Подписаться на instagram #буквенного сока
Егор Фетисов // Роман Шмараков. «Автопортрет с устрицей в кармане». Роман. Издательство «Эксмо», 2020

Часть 1. Заметки о книге
«Автопортрет с устрицей в кармане» — это пастиш. Стилизация и под средневековую литературу, и под английский детектив, причем стилизация пародийная. И очень смешная. Юмор Шмаракова частично строится на ситуациях и положениях, но главным образом — он во взгляде изнутри на художественный процесс. Название нас не обманывает. Это действительно автопортрет, взгляд художника на себя и на творческий процесс, местами данный с элементами, что называется, литературной «кухни» (автор неоднократно использует по отношению к литературе и живописи слово «рецепт», а ближе к финалу мистер Годфри по римской поваренной книге готовит говяжью ногу вместо фламинго — аллюзия Шмаракова на собственный роман). Устрица же — деликатес, но вместе с тем и фига. Эстетский роман с фигой в кармане. Все рецепты — самые вычурные — уже существуют, и художнику все труднее «готовить». Один из героев, Роджер, о чем бы ни зашла речь, моментально отмечает, «что в сходной ситуации уже бывал кто-либо из итальянских художников». И устрица обнаруживается буквально у всех. Главная историческая «устрица» — сражение при Бэкинфорде, которое якобы некогда состоялось в этих краях, но на самом деле его не было, при этом оно ежегодно празднуется, театрализуется и костюмируется, окончательно став иллюзией. Картина, из-за которой совершаются два убийства, обнаруживает под пасторальным сюжетом, изображающим пастушку и волка, знаменитое полотно. А нарисованный поверх него волк по ходу повествования рассказывает пастушке целый ряд историй, он, как и пастушка, не уступает в реалистичности битве при Бэкинфорде, и их неотвратимая гибель в результате реставрации картины в финале книги не менее трагична, чем смерть двух девушек, убитых… не будем говорить кем. Книга Шмаракова не только автопортрет, но и портрет, как ни банально, эпохи. Автор остроумно высмеивает — критиков, художников, священников, литераторов (двое из них попадают в ад, где их пытают чтением текстов друг друга) и современное искусство в целом («приличный набор рецептов, призывов, раздумий и воспоминаний»).

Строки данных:
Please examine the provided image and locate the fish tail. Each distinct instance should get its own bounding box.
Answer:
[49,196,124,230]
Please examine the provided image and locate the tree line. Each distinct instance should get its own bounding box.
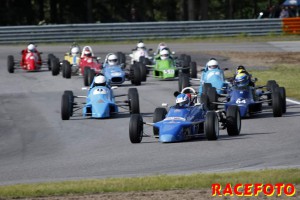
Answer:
[0,0,284,26]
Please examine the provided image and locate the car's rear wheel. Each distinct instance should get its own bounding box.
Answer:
[7,55,15,73]
[128,88,140,114]
[129,114,143,143]
[153,108,168,135]
[226,105,242,136]
[61,94,72,120]
[272,87,283,117]
[204,111,219,140]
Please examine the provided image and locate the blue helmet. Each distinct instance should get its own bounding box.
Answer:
[176,94,190,106]
[234,73,249,87]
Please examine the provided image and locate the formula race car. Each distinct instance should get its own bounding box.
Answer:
[7,44,56,73]
[219,80,286,117]
[129,87,241,143]
[61,78,140,120]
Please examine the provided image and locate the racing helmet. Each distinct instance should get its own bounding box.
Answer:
[176,93,190,106]
[94,75,106,86]
[27,44,35,52]
[207,60,219,70]
[71,47,79,56]
[136,42,145,49]
[83,48,92,57]
[159,49,169,60]
[234,73,249,87]
[107,54,118,65]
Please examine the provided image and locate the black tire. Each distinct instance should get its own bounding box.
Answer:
[47,53,55,71]
[178,74,190,91]
[190,62,197,78]
[272,87,283,117]
[64,90,74,116]
[226,105,242,136]
[278,87,286,113]
[61,94,71,120]
[50,58,60,76]
[202,83,212,94]
[204,111,219,140]
[129,114,143,143]
[83,67,95,86]
[136,62,147,82]
[130,65,142,85]
[128,88,140,114]
[7,55,15,73]
[153,108,168,135]
[207,87,218,110]
[63,60,72,78]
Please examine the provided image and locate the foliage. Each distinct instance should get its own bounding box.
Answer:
[0,0,284,25]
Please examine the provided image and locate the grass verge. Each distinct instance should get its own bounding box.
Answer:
[0,168,300,199]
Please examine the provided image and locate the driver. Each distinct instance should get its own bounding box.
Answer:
[176,93,191,107]
[21,43,42,66]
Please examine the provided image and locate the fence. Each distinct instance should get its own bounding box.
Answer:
[0,19,299,44]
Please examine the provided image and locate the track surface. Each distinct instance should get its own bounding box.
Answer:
[0,42,300,185]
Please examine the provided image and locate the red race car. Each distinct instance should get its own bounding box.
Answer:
[7,44,52,73]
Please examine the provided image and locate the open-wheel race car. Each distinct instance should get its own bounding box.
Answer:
[61,76,140,120]
[7,44,55,73]
[129,87,241,143]
[87,53,142,85]
[224,80,286,117]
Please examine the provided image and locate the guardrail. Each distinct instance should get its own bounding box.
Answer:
[0,19,283,44]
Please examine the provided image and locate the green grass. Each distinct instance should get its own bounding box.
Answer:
[0,169,300,199]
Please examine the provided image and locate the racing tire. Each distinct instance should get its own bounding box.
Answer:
[279,87,286,113]
[7,55,15,73]
[130,65,142,85]
[207,87,218,110]
[62,60,72,79]
[129,114,143,143]
[190,62,197,78]
[272,87,283,117]
[50,58,60,76]
[226,105,242,136]
[136,62,147,82]
[128,88,140,114]
[64,90,74,116]
[61,94,71,120]
[204,111,219,140]
[178,74,190,91]
[47,53,55,71]
[202,83,212,94]
[153,108,168,136]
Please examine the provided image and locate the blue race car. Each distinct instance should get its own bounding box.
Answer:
[224,80,286,118]
[61,76,140,120]
[129,87,241,143]
[199,59,229,95]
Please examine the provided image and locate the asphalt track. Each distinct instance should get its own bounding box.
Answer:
[0,42,300,185]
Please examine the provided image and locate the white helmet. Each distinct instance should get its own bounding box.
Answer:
[137,42,145,48]
[71,47,79,56]
[207,60,219,70]
[94,75,106,86]
[107,54,118,65]
[159,49,169,60]
[27,44,35,52]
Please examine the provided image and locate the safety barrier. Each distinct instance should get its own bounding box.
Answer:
[0,19,299,44]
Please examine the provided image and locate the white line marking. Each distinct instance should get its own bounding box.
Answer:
[286,99,300,105]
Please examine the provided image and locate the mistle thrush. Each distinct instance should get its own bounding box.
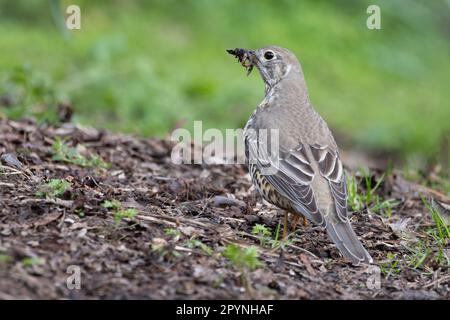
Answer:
[227,46,372,265]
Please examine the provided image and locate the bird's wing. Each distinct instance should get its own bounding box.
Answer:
[245,133,325,225]
[310,144,348,222]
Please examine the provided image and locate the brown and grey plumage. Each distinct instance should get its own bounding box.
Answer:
[228,46,372,265]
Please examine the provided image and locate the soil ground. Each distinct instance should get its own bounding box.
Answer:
[0,120,450,299]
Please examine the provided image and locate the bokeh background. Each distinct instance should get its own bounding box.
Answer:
[0,0,450,170]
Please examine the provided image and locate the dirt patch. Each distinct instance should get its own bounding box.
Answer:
[0,120,450,299]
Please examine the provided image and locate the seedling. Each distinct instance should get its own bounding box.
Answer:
[252,223,272,246]
[36,179,70,198]
[52,137,110,169]
[114,208,138,225]
[269,223,294,250]
[222,243,264,270]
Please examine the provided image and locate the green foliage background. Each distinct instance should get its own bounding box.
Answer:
[0,0,450,164]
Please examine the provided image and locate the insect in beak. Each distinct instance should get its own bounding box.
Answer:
[227,48,255,76]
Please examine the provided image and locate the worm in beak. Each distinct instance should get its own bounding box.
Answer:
[227,48,255,76]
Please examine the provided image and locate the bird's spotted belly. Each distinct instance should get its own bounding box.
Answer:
[249,165,291,210]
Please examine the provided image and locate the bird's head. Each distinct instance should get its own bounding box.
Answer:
[227,46,301,87]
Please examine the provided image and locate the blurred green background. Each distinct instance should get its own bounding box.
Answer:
[0,0,450,165]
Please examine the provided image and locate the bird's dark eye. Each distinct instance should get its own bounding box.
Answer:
[264,51,275,60]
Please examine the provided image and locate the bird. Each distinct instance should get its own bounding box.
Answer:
[227,46,373,266]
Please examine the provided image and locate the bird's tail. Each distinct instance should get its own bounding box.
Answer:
[327,220,373,266]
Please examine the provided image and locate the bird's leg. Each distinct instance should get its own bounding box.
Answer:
[282,211,289,240]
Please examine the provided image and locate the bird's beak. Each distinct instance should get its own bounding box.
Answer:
[227,48,256,75]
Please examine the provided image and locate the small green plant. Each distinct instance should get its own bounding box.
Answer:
[185,237,214,256]
[422,197,450,246]
[407,240,432,269]
[36,179,70,198]
[269,223,294,250]
[22,257,45,267]
[252,223,272,246]
[222,243,263,270]
[407,198,450,272]
[52,137,110,169]
[114,208,138,225]
[347,169,399,218]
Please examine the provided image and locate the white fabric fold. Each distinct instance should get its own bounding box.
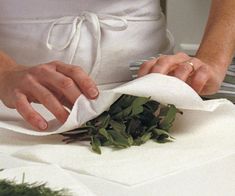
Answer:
[0,74,235,186]
[0,165,95,196]
[0,74,232,136]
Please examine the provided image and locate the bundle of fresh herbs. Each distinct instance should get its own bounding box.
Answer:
[0,179,71,196]
[62,95,182,154]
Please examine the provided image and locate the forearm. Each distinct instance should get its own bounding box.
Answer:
[196,0,235,68]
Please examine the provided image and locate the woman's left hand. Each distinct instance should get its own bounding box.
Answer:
[138,52,227,95]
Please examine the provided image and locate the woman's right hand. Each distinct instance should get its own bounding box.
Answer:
[0,53,99,130]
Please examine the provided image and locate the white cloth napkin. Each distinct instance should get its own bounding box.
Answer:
[0,74,235,186]
[0,165,95,196]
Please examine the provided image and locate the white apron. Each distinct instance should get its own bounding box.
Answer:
[0,0,173,85]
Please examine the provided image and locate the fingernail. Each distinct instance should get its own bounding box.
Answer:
[38,121,47,130]
[88,88,99,97]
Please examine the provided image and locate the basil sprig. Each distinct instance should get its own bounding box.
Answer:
[62,95,182,154]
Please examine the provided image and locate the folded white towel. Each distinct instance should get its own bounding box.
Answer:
[0,74,235,185]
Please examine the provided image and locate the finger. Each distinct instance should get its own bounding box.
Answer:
[15,91,48,130]
[174,58,202,81]
[150,52,190,74]
[138,58,158,77]
[51,62,99,99]
[35,66,81,104]
[28,81,69,123]
[189,66,210,94]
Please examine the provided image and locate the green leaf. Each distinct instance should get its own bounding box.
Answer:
[110,120,126,132]
[107,130,130,148]
[141,132,152,143]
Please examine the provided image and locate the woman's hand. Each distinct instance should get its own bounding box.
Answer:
[138,52,226,95]
[0,61,98,130]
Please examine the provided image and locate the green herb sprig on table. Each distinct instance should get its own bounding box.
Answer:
[62,95,182,154]
[0,180,71,196]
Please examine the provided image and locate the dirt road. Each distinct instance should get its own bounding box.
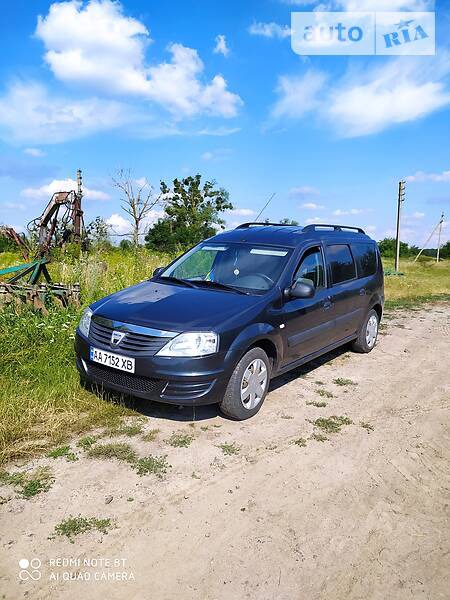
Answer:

| Письменные задания |
(1) Что мистер Годфри готовит вместо фламинго, согласно рецензии на роман Шмаракова?
(2) Продолжите рецензию на роман Шмаракова, начав сразу после её последнего предложения.

| Ответы к заданиям |
(1) Говяжью ногу по римской поваренной книге.

(2)
Часть 2. Художественные приложения
«…тогда он предложил свиной рубец, но его не было на кухне, и он сказал: “Давайте зажарим фламинго”. Миссис Хислоп сказала, что он слишком хорошо думает о том, что продают в Бэкинфорде, но мистер Годфри сказал, что не нужно бояться, потому что эти римляне, прежде чем умереть от неумеренности, позаботились о людях, у которых нет фламинго; то же самое, сказал он, можно приготовить и из попугая. Миссис Хислоп напомнила ему, что попугая у нас теперь тоже нет, зато у нее есть говяжья задняя нога, и если отделить верхнюю половину от нижней… <…> Так вот, миссис Хислоп сказала, что это задняя нога превосходного качества, многие были бы счастливы иметь такую заднюю ногу, и что она, миссис Хислоп, совершенно уверена, что никакие фламинго этой ноге в подметки не годятся…
<…> — Они взяли эту заднюю ногу, то есть фламинго, ощипали, вымыли, выпотрошили, положили в сковороду, добавили воды, соли, укропа и уксуса; кажется, так. Викарий сказал, что из всех посмертных похождений, о которых он читал, это самое нелепое, а мистер Годфри сказал, что, когда она приготовится наполовину, надо бросить туда пучок порея и кориандра, а в самом конце для цвета добавить сиропу. Миссис Хислоп поинтересовалась, что значит “в самом конце” и какой сироп имеется в виду. Мистер Годфри сказал, что древние римляне определяли время более или менее приблизительно; то же самое у них было с сиропом, так что оба эти пункта он всецело оставляет на усмотрение миссис Хислоп… <…> Мистер Годфри сказал, что еще надо два-три куриных яйца, а потом положить в ступу перец, кориандр, корень лазерпиция, мяту, руту, растереть, полить уксусом, добавить фиников и жидкости со сковороды. Миссис Хислоп сказала, что уже поздновато идти в Бэкинфорд за лазерпицием. Мистер Годфри сказал, что да, за лазерпицием идти поздно, потому что последний раз, когда его нашли, был в первом веке, и его тут же послали императору Нерону».
Михаил Квадратов // Андрей Иванов. «Харбинские мотыльки». Роман. Таллинн, Издательство «Авенариус», 2013

Часть 1. Заметки о книге
Мир — наваждение, «…мир — кожура, под которой сок, мякоть, суть — это сон» и «сон-то общий! Каждый видит свое, а поток один. Это как река. В ней и в лодках катаются, кто-то рыбу ловит, а там прачки стирают…»
Всемирный поток вдруг запруживают, пруды начинают гнить, вода не течет. Такое случается во времена великих потрясений. Вот Гражданская война, часть населения бежит от большевиков, оказывается в Эстонии. Там время останавливается, но, похоже, ненадолго, через пару десятилетий заключат советско-германский договор. А сейчас среди эмигрантов можно встретить героев Достоевского. Или персонажей Арцыбашева. А в нескольких десятках километров от Тарту и Ревеля строят абсолютно новую жизнь. Умирающая оккультистка предсказывает всем смерть в 1940 году. Конечно, не верят.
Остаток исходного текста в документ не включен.